- WHAT YOU WILL DO
Update the stretch from the line that contains "lid? Mark that spot." through the end of the listing by replacing "silver" with "gray", leaving everything else unchanged.

- WORKING DATA
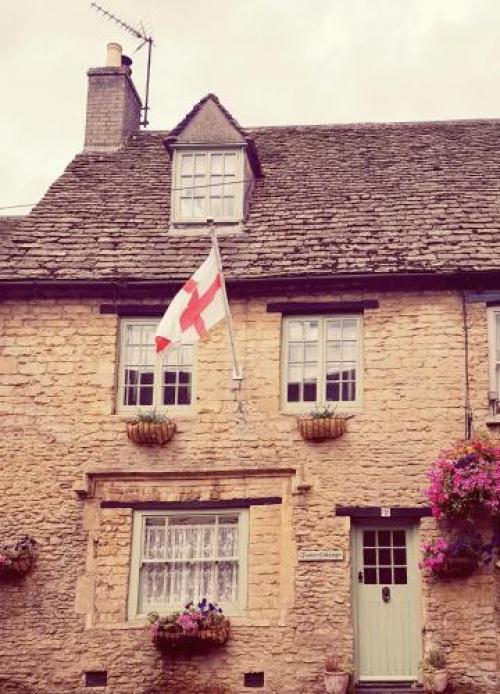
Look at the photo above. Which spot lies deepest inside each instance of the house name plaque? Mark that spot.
(321, 555)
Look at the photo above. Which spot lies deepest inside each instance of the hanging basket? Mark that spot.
(458, 567)
(151, 433)
(17, 567)
(319, 429)
(204, 638)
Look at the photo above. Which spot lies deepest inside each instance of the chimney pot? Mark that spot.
(114, 55)
(113, 105)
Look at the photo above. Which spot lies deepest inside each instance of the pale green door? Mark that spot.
(387, 602)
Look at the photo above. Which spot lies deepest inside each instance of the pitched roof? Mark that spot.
(350, 200)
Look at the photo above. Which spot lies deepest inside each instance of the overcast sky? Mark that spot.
(269, 61)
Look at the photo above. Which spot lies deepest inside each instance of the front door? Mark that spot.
(386, 602)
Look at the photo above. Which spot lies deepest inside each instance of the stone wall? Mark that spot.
(58, 424)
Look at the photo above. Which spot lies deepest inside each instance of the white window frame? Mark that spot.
(239, 186)
(158, 373)
(304, 407)
(230, 609)
(493, 364)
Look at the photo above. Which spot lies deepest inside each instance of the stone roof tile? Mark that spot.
(354, 199)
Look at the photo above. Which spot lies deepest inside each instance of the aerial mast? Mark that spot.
(145, 39)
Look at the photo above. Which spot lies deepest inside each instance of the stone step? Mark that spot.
(388, 688)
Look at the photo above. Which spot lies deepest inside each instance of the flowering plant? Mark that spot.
(17, 558)
(467, 546)
(192, 620)
(465, 481)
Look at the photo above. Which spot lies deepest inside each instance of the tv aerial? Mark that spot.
(142, 35)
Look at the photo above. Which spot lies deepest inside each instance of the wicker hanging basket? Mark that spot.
(204, 638)
(17, 567)
(319, 429)
(458, 567)
(151, 433)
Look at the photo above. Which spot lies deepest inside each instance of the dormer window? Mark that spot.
(214, 166)
(208, 184)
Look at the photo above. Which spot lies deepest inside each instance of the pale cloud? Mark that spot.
(270, 62)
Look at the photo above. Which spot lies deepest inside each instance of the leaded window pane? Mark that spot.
(322, 356)
(151, 380)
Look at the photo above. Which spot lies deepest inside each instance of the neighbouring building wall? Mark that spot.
(58, 361)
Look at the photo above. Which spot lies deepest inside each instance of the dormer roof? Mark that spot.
(210, 124)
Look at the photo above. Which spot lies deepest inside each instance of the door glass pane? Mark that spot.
(383, 562)
(384, 538)
(399, 556)
(369, 538)
(384, 557)
(385, 575)
(370, 576)
(400, 576)
(370, 557)
(399, 538)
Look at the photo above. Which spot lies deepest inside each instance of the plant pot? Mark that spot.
(458, 567)
(336, 682)
(200, 640)
(319, 429)
(438, 681)
(19, 566)
(151, 433)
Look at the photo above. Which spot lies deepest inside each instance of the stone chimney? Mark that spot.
(113, 105)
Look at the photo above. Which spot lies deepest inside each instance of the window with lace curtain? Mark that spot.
(179, 557)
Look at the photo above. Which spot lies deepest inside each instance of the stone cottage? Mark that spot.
(362, 267)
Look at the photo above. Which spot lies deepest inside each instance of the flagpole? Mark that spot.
(237, 371)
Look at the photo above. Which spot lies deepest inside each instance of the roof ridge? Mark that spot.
(190, 115)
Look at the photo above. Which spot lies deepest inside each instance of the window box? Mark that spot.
(151, 433)
(211, 628)
(318, 429)
(16, 560)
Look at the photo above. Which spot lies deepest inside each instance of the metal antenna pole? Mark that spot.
(139, 34)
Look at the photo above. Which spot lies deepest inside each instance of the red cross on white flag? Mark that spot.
(195, 309)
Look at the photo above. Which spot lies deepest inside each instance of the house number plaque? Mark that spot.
(321, 555)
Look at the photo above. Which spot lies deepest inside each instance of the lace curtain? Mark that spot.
(187, 558)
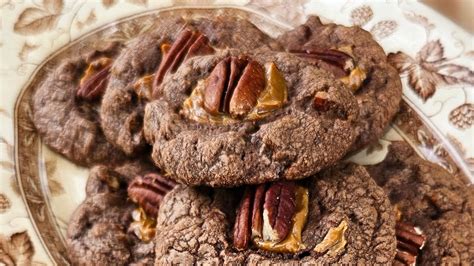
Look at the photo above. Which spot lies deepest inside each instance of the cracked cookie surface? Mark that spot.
(122, 107)
(68, 124)
(194, 224)
(379, 95)
(98, 231)
(291, 142)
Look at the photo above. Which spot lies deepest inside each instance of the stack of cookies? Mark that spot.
(210, 142)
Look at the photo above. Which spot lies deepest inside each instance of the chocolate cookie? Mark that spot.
(430, 198)
(230, 118)
(340, 216)
(352, 55)
(65, 109)
(108, 228)
(141, 67)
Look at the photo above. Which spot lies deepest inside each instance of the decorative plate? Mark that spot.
(40, 189)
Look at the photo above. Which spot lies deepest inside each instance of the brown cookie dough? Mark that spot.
(123, 104)
(68, 124)
(99, 230)
(195, 224)
(380, 93)
(427, 196)
(291, 142)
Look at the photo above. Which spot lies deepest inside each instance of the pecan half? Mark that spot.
(242, 221)
(94, 82)
(410, 240)
(234, 86)
(148, 191)
(187, 44)
(265, 213)
(278, 209)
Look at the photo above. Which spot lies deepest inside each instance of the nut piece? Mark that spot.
(148, 191)
(273, 216)
(94, 82)
(187, 44)
(233, 87)
(242, 221)
(142, 226)
(410, 240)
(339, 62)
(321, 101)
(334, 241)
(275, 94)
(257, 211)
(278, 209)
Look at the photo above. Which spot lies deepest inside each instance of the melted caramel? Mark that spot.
(334, 241)
(293, 242)
(274, 96)
(143, 226)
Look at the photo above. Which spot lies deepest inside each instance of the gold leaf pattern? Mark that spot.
(128, 31)
(287, 10)
(4, 203)
(430, 69)
(26, 50)
(53, 6)
(34, 20)
(470, 163)
(3, 111)
(14, 185)
(361, 15)
(462, 116)
(139, 2)
(89, 20)
(456, 143)
(109, 3)
(55, 188)
(16, 249)
(383, 29)
(419, 19)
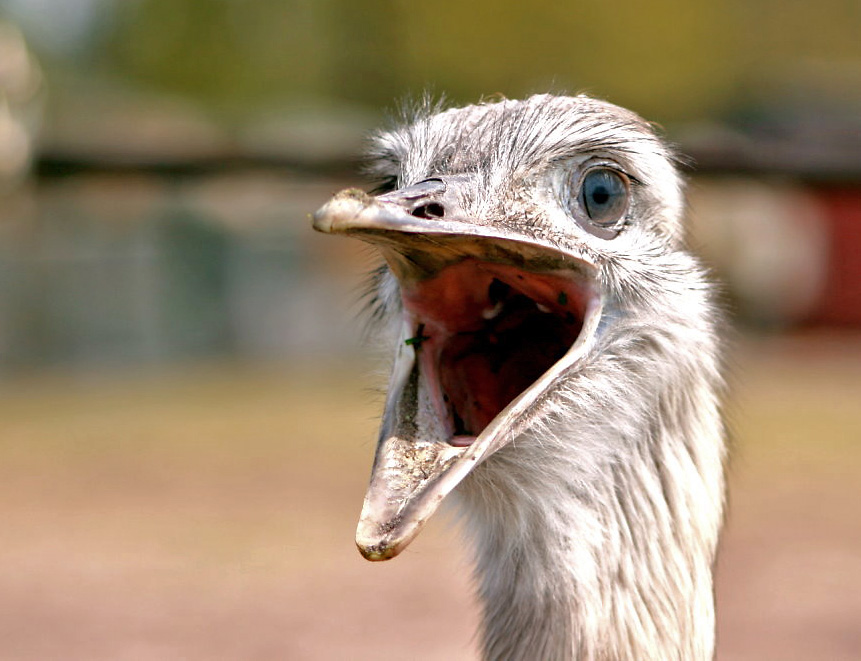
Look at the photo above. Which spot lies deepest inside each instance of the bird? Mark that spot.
(557, 372)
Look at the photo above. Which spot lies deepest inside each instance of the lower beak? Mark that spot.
(419, 458)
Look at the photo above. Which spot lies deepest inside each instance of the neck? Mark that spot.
(596, 541)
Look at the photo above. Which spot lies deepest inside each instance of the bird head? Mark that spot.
(517, 235)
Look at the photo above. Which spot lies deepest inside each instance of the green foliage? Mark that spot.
(669, 59)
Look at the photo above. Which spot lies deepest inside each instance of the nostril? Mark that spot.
(432, 210)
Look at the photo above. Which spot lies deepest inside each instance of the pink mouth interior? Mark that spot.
(485, 332)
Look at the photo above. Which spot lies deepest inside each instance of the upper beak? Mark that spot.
(416, 465)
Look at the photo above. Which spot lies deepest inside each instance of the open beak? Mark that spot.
(491, 319)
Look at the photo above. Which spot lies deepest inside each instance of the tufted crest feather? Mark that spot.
(595, 527)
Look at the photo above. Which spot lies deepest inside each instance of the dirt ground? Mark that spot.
(208, 514)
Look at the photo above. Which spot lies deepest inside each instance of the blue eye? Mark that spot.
(604, 196)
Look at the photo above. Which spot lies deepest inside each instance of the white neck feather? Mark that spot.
(595, 535)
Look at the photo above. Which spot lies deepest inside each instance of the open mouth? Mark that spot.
(492, 318)
(485, 332)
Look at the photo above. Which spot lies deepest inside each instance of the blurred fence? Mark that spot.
(114, 257)
(110, 269)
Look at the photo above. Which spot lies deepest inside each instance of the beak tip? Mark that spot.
(376, 552)
(337, 212)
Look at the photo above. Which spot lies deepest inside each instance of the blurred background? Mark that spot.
(187, 410)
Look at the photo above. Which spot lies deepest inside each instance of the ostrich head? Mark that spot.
(556, 369)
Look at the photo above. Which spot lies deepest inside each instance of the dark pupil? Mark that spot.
(600, 195)
(603, 196)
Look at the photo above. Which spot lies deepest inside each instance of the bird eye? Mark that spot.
(604, 196)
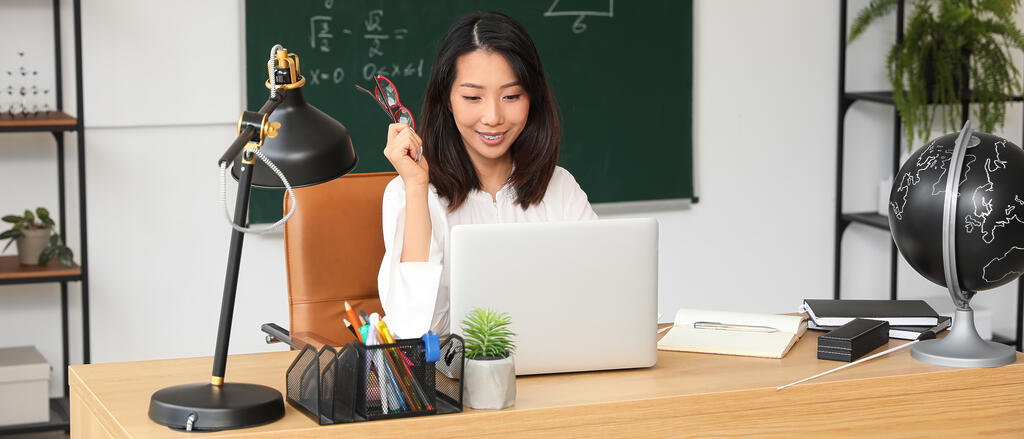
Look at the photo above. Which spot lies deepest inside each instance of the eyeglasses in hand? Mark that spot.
(386, 95)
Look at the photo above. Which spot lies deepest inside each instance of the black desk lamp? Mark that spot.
(310, 148)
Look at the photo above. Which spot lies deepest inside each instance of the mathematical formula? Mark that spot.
(373, 34)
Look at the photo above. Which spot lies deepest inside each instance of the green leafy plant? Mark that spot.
(486, 334)
(40, 220)
(940, 37)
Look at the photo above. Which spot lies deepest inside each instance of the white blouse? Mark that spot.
(415, 295)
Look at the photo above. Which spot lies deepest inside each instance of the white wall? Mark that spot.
(760, 238)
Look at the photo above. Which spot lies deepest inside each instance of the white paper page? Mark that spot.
(784, 323)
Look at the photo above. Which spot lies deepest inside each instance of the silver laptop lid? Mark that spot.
(583, 296)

- FINAL ANSWER
Look at the photo above. Which spot lies deepest inside each instance of the gray laptop lid? Mark that spot.
(583, 296)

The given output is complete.